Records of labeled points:
------------------------------------------------

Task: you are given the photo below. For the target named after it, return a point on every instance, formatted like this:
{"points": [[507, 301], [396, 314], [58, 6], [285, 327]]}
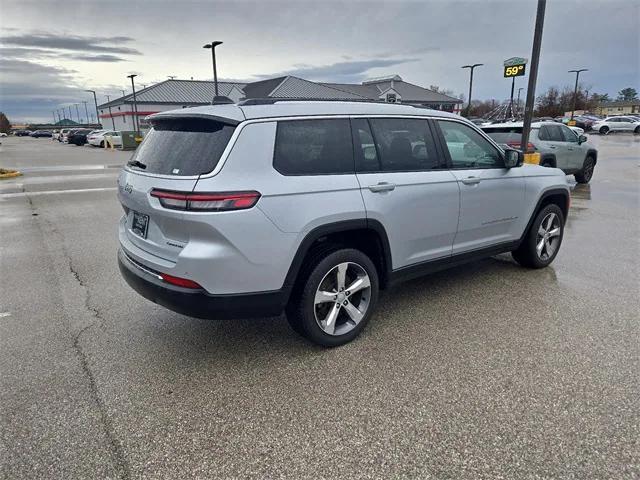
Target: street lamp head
{"points": [[212, 44]]}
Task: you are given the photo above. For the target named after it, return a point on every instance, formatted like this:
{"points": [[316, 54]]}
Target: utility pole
{"points": [[113, 122], [533, 73], [518, 101], [86, 111], [575, 90], [135, 105], [95, 102], [213, 46], [471, 68]]}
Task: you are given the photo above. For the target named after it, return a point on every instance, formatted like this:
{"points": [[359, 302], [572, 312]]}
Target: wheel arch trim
{"points": [[337, 227]]}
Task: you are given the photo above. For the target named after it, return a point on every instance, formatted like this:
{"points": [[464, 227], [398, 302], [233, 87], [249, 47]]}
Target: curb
{"points": [[6, 174]]}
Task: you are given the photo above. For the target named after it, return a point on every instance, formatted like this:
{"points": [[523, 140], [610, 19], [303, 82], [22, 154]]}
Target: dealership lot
{"points": [[485, 371]]}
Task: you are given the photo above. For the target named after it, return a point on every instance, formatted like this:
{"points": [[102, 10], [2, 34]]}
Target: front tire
{"points": [[336, 297], [542, 242], [585, 175]]}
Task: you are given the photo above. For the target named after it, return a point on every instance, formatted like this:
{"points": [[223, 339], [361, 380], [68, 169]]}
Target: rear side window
{"points": [[183, 147], [313, 147], [394, 144]]}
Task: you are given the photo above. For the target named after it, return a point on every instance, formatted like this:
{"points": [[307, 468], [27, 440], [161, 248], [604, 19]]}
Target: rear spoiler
{"points": [[179, 116]]}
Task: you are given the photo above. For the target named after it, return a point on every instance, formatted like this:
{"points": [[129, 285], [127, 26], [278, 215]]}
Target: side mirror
{"points": [[513, 158]]}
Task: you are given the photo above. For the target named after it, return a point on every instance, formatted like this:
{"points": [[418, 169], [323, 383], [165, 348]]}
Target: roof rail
{"points": [[271, 101]]}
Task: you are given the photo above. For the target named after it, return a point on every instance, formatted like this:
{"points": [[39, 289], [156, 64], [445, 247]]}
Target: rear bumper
{"points": [[198, 303]]}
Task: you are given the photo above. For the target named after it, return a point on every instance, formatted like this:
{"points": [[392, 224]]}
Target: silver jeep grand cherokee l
{"points": [[313, 207]]}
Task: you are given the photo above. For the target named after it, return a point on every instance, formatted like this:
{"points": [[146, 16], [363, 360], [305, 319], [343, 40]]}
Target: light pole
{"points": [[213, 46], [518, 101], [95, 102], [113, 122], [575, 89], [533, 73], [471, 67], [86, 112], [135, 105]]}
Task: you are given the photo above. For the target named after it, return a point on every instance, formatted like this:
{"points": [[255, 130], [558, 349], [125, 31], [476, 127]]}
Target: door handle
{"points": [[382, 187], [471, 180]]}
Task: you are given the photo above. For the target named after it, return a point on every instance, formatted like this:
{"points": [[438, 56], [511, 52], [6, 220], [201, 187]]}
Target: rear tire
{"points": [[585, 175], [335, 297], [542, 241]]}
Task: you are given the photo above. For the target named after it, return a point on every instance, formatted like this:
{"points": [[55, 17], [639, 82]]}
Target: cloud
{"points": [[347, 71], [76, 43], [22, 53]]}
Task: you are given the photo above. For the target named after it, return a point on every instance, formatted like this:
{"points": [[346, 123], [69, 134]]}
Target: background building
{"points": [[621, 107], [171, 94]]}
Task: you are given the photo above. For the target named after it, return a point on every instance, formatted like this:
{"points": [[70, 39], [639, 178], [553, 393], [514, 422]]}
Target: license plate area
{"points": [[140, 224]]}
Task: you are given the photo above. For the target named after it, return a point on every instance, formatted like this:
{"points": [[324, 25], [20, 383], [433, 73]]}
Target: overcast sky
{"points": [[51, 52]]}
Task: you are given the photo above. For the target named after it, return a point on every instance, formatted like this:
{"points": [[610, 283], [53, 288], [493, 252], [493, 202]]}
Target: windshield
{"points": [[184, 147]]}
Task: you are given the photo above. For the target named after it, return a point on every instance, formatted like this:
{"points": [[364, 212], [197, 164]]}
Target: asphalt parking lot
{"points": [[484, 371]]}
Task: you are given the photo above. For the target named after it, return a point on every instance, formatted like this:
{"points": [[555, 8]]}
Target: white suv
{"points": [[313, 207], [617, 124]]}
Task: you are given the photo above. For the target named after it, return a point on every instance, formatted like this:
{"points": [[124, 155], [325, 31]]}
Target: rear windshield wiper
{"points": [[136, 163]]}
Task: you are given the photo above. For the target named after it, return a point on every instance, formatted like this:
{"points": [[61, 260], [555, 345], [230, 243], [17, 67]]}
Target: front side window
{"points": [[467, 148], [394, 144], [313, 147]]}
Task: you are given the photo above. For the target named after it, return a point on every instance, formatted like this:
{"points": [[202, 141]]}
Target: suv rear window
{"points": [[313, 147], [184, 147]]}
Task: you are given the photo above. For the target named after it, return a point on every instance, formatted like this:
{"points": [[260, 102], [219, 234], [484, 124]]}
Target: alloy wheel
{"points": [[342, 298], [548, 237]]}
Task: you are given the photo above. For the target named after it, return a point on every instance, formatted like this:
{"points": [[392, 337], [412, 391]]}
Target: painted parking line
{"points": [[55, 192], [66, 168]]}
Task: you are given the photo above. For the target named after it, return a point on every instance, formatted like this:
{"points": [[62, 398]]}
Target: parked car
{"points": [[617, 124], [313, 207], [114, 137], [64, 132], [577, 130], [78, 137], [41, 133], [96, 138], [558, 146]]}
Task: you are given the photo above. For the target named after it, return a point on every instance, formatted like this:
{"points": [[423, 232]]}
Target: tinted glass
{"points": [[188, 146], [469, 149], [554, 133], [313, 147], [505, 135], [364, 148], [402, 144], [568, 134]]}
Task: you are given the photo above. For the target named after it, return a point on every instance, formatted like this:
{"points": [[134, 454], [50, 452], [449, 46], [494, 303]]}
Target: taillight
{"points": [[180, 282], [206, 202]]}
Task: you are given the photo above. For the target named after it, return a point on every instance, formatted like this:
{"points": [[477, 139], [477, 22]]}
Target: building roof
{"points": [[621, 103], [200, 92], [188, 92], [283, 108], [407, 91]]}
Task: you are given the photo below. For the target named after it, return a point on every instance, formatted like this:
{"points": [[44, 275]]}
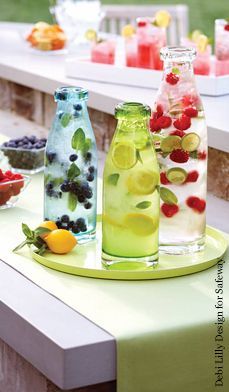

------------------------------------------------

Report how many lines of the entries contain the string "wheel". Give only the number.

COMPLETE ANSWER – 2